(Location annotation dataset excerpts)
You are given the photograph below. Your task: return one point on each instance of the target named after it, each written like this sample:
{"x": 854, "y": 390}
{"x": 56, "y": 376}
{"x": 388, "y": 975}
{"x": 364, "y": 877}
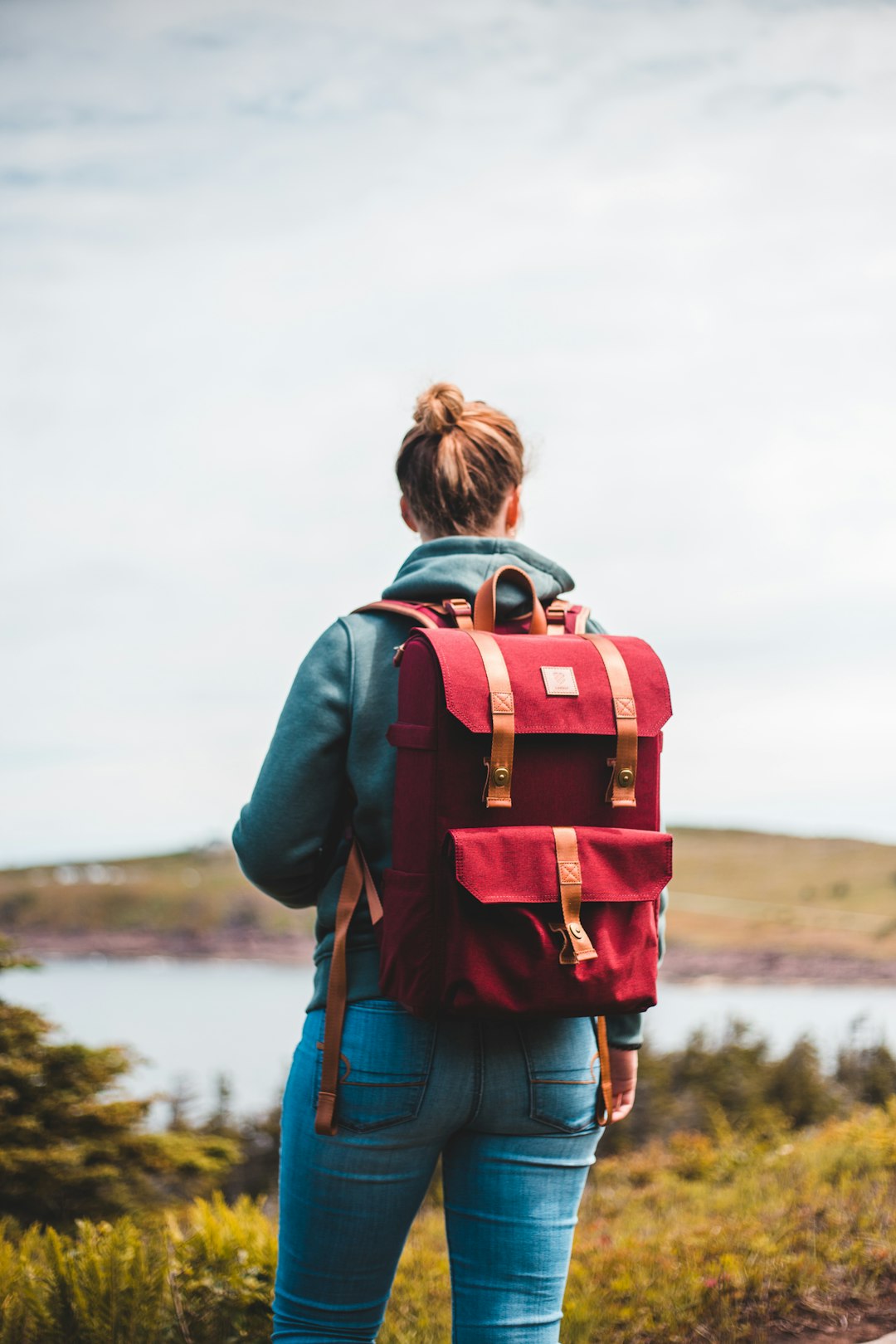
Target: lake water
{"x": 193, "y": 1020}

## GIVEN EXERCISE
Rewrite all of the material with "photograph" changed to "image" and nothing else altered. Omit the pictures from your answer.

## SOLUTION BELOW
You are given the image below. Your task: return one point on each instance of the target named after it, each written like this sample:
{"x": 854, "y": 390}
{"x": 56, "y": 376}
{"x": 388, "y": 975}
{"x": 364, "y": 877}
Target: lake water
{"x": 193, "y": 1020}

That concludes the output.